- WHAT THIS TASK INVOLVES
Give back exactly the lines of the material below that start at the line containing "One point lands on each instance of the utility" and end at the line containing "One point lands on each instance of the shrub;", and no others.

- PROVIDED DATA
------------------------------------------------------------------------

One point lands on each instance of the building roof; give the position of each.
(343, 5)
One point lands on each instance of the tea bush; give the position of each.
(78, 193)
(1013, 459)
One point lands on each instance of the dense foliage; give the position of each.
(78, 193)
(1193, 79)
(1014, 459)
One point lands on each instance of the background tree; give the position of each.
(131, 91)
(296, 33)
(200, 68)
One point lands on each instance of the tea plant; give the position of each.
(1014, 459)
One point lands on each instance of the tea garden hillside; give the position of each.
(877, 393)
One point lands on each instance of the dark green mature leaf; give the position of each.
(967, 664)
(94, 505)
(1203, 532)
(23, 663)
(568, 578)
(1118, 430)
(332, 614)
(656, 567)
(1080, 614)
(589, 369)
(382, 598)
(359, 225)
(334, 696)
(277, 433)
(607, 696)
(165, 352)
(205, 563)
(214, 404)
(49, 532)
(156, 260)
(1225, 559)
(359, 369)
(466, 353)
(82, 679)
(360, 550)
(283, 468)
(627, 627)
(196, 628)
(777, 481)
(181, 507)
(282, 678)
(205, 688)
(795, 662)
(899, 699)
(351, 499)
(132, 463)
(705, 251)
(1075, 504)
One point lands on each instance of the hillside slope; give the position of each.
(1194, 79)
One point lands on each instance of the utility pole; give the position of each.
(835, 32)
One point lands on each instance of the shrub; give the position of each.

------------------------------------------------------------------------

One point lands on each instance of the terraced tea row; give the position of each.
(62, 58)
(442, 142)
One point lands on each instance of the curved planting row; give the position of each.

------------------------------------------------------------------------

- ANSWER BELOW
One point lands on each instance of the utility pole; give the position of each.
(835, 32)
One point lands on each instance of the shrub; give the position of each.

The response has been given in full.